■ **Brief**:
Update the entries below by changing every "black" to "dark", and keep the rest of each line unchanged.

■ **Exercise data**:
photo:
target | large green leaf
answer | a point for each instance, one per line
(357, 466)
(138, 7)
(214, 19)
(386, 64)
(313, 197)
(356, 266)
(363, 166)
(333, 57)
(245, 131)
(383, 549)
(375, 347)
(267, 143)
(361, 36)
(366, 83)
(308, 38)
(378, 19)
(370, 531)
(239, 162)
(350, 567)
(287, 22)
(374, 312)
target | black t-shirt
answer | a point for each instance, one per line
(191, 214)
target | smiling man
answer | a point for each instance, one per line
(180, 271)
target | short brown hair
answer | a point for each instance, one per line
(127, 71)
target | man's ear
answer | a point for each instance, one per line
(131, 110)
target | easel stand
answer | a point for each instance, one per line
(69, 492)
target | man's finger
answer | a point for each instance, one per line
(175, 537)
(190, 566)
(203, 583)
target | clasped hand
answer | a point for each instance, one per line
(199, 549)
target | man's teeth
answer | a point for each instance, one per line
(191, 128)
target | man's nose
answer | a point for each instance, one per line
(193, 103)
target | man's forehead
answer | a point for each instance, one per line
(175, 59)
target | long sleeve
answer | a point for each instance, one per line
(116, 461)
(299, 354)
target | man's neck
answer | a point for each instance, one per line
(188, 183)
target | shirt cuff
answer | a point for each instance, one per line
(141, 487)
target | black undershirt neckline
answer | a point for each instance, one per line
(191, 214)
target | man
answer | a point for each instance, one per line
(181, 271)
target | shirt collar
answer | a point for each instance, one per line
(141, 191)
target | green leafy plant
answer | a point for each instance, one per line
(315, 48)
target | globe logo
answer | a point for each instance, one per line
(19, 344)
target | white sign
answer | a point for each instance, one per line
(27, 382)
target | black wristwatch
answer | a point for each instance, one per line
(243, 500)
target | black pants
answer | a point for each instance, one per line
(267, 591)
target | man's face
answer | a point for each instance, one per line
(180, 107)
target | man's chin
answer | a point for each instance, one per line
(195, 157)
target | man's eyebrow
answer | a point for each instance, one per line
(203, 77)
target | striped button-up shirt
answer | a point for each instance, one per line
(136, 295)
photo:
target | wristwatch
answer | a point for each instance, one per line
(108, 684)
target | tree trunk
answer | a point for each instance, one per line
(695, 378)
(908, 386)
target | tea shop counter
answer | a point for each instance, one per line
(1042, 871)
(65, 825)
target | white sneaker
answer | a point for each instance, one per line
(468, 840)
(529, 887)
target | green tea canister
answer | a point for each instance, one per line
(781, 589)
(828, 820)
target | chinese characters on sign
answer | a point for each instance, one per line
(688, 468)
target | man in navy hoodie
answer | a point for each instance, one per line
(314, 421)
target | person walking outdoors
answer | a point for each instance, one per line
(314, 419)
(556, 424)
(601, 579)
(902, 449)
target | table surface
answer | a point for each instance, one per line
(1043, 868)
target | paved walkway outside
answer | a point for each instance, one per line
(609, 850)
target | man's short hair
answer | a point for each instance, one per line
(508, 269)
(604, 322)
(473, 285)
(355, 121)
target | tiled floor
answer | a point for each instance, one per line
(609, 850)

■ **Answer**:
photo:
target | large green leaf
answer | a point for each instance, one per line
(357, 466)
(138, 7)
(214, 19)
(386, 64)
(313, 197)
(356, 266)
(363, 166)
(333, 57)
(245, 131)
(383, 549)
(375, 347)
(267, 143)
(361, 36)
(366, 83)
(308, 38)
(378, 19)
(370, 531)
(239, 162)
(350, 567)
(287, 22)
(374, 312)
target | dark t-shirt
answer | a point for each instance, one per line
(191, 214)
target | smiling man
answer | a point for each instance, one per line
(180, 271)
target | short brown hair
answer | a point for each instance, one per line
(127, 71)
target | man's ear
answer | a point for each instance, one per line
(131, 110)
target | easel stand
answer | a point for each instance, one per line
(69, 492)
target | man's finger
answer | a point for each instance, one per line
(175, 537)
(190, 566)
(203, 583)
target | clasped hand
answer | a point for each instance, one per line
(199, 549)
target | man's teeth
answer | a point for each instance, one per line
(191, 128)
target | man's nose
answer | a point for each instance, one per line
(193, 103)
target | man's forehead
answer | a point for each instance, one per line
(175, 59)
target | long sleeve
answer | a point for each instance, one per line
(116, 461)
(299, 354)
target | man's neck
answer | a point for each instance, one per line
(188, 183)
target | shirt cuff
answer | a point for each instance, one per line
(141, 487)
target | dark undershirt neckline
answer | a point for each instance, one per line
(191, 214)
target | man
answer | a point for each instance, one per line
(181, 271)
target | shirt collar
answer | a point for each instance, one per line
(141, 191)
target | green leafy plant
answer | a point for each instance, one per line
(315, 48)
target | globe logo
answer | a point for each instance, one per line
(19, 344)
target | white sign
answer | a point for each instance, one per line
(27, 382)
target | dark wristwatch
answer | a point for each instance, one per line
(243, 500)
target | dark pants
answer | a point for each instance, one per line
(267, 591)
target | man's face
answer | a point for each instance, one per line
(180, 107)
target | man's chin
answer | a point for each instance, one per line
(195, 157)
target | man's eyebrow
answer | a point for each instance, one per line
(203, 77)
target | striped button-up shirt
answer | a point for each instance, one per line
(136, 295)
photo:
target | wristwatch
answer | a point for each instance, one per line
(108, 684)
target | tree trunk
answer | a point for each instance, one per line
(695, 378)
(908, 386)
target | tea shop counter
answer | a point for each instance, one per line
(1042, 871)
(65, 825)
target | white sneaker
answer | a point for each instance, one per line
(468, 840)
(529, 887)
target | green tea canister
answer | a point for each instance, one per line
(781, 589)
(828, 820)
target | chinese characters on sign
answer | a point for each instance, one per line
(688, 468)
target | man in navy hoodie
answer | a point for each instance, one per line
(314, 421)
target | person walking outdoors
answer | a point for each instance, one per line
(314, 419)
(556, 424)
(601, 579)
(902, 449)
target | table surface
answer | a point for each instance, one per line
(1043, 868)
target | paved walkway outside
answer | a point for each instance, one per line
(609, 850)
target | man's short hair
answer | a point for each instance, one per line
(508, 269)
(604, 322)
(473, 285)
(355, 121)
target | tiled floor
answer | a point for each instance, one per line
(609, 850)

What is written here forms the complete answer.